━━ Text ━━

Ha! This is sweet, but I would call this solution "nonobvious".
But perhaps it is a good argument for not modifying os.path.walk(), yet
should a walktree generator be included in Python's future I hope that
it will have the explicit option for postorder depth first.

Tim> Sorry, I'm unmovable on this point.  My typical uses for this function do
Tim> have to separates dirs from non-dirs, walk() has to make the distinction
Tim> *anyway* (for its internal use), and it's expensive for the client to do the
Tim> join() and isdir() bits all over again (isdir() is a filesystem op, and at
Tim> least on my box repeated isdir() is overwhelmingly more costly than
Tim> partitioning or joining a Python list).

I'm probably less adamant on this point than you :-)
And you are right, it's cheaper for me to simply run through both lists
than it would be to loop over a conditional based on isdir().

Tim> What about that worries you?  I don't like it because I have some
Tim> directories with many thousands of files, and stuffing a long redundant path
Tim> at the start of each is wasteful in the abstract.  I'm not sure it really
Tim> matters, though -- e.g., 10K files in a directory * 200 redundant chars each
Tim> = a measly 2 megabytes wasted <wink>.

That was also what bothered me ;-) I guess it's more of a habit than necessity.

Tim> Not all Python platforms have symlinks, of course.  The traditional answer

True, but checking a file with os.path.islink() should be safe even
on platforms without links -- if the docs are to be believed.
The docs says that platforms that don't support links will always return
False for islink(). The Python docs are a little inconsistent on links.
1. os.path.islink(path) claims to be only check links on UNIX and
always false if symbolic links are not supported.
2. os.readlink(path) is only available on UNIX and is not defined on Windows.
3. os.path.realpath(path) claims to be only available on UNIX, but it
is actually defined and returns the given path if you call it on Windows.

Tim> I'm finding you too hard to follow here, because your use of "depthfirst"
Tim> and "breadthfirst" doesn't follow normal usage of the terms.  Here's normal

You are right. I will stop calling it Breadth First now. Feel free to dope slap me.

This confusion on my part was due to the apparent order when one
prints the elements of the names list when the visit function
is called. It would print B, C, D, E, F, G, H, I, J, K, but
that's the parent printing the children, not the children printing themselves
as they are visited. Oh... (a small, dim light clicks on.)

Still, walktree should have the option to hit the bottom of a branch and
then process on it's way back up (post-order).

OK, how is this following version?

Yours,
Noah

from __future__ import generators # needed for Python 2.2
import os

def walktree (basepath=".", postorder=True, ignorelinks=True):
     """This walks a directory tree, starting from the basepath directory.

━━━
━━ Recorded information ━━

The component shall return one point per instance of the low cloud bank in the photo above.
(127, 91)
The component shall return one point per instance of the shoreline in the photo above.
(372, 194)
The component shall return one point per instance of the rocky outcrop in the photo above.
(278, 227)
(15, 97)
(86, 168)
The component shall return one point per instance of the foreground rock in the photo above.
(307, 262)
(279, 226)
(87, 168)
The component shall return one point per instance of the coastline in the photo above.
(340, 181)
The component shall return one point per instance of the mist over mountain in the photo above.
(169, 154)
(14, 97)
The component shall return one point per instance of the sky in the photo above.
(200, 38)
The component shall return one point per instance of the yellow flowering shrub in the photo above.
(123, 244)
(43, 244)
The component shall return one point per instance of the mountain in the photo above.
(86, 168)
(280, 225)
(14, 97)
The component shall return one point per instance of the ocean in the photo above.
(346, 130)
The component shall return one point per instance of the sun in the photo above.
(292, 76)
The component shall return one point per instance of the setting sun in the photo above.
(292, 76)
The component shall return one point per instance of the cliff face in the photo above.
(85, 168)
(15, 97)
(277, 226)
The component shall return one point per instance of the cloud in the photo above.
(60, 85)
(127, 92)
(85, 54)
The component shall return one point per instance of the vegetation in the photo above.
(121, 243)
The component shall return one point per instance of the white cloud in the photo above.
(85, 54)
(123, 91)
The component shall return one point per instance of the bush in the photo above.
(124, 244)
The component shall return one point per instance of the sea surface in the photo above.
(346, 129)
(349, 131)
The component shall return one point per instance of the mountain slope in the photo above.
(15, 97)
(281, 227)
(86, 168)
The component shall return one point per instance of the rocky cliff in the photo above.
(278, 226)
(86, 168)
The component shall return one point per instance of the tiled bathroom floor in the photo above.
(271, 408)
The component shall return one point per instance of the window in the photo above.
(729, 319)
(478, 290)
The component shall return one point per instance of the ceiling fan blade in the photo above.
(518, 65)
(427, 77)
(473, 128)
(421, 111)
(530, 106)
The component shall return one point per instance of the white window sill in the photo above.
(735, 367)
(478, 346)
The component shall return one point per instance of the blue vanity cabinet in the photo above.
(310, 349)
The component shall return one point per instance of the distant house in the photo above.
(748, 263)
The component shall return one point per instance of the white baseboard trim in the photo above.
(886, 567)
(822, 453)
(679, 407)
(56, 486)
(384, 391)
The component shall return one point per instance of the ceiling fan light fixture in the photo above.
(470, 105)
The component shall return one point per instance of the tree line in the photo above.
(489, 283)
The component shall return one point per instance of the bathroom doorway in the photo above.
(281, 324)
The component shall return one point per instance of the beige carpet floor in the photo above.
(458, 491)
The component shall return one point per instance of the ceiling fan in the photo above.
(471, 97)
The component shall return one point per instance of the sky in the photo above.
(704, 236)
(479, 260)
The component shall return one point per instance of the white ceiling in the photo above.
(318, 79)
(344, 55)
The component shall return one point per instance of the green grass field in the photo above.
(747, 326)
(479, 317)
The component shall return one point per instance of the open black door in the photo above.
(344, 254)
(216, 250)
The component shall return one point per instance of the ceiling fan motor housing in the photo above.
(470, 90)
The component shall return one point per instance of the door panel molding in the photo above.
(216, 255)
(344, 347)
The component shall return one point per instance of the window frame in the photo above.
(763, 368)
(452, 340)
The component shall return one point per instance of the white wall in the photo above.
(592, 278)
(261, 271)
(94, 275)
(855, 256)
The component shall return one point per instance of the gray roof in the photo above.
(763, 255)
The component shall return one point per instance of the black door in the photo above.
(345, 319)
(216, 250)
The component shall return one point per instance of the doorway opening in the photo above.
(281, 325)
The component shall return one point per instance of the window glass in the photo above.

━━━

- **Task set**:
a) Rewrite the paragraph of the message that begins "True, but checking a file with os.path.islink()" as a short list, keeping its main facts.
b) According to Tim in the message, how much space would be wasted by 10K files in a directory with 200 redundant characters each?
c) Reproduce the part of the message between "Tim> I'm finding" and "back up (post-order).", inclusive.

- **The answers**:
a)
- Checking a file with os.path.islink() should be safe even on platforms without links, because the docs say such platforms always return False for islink().
- The Python docs are somewhat inconsistent on links:
  1. os.path.islink(path) is said to check links only on UNIX and to be always false where symbolic links are not supported.
  2. os.readlink(path) is available only on UNIX and is not defined on Windows.
  3. os.path.realpath(path) is said to be available only on UNIX, but it is actually defined on Windows and returns the given path there.

b) A measly 2 megabytes.

c)
Tim> I'm finding you too hard to follow here, because your use of "depthfirst"
Tim> and "breadthfirst" doesn't follow normal usage of the terms.  Here's normal

You are right. I will stop calling it Breadth First now. Feel free to dope slap me.

This confusion on my part was due to the apparent order when one
prints the elements of the names list when the visit function
is called. It would print B, C, D, E, F, G, H, I, J, K, but
that's the parent printing the children, not the children printing themselves
as they are visited. Oh... (a small, dim light clicks on.)

Still, walktree should have the option to hit the bottom of a branch and
then process on it's way back up (post-order).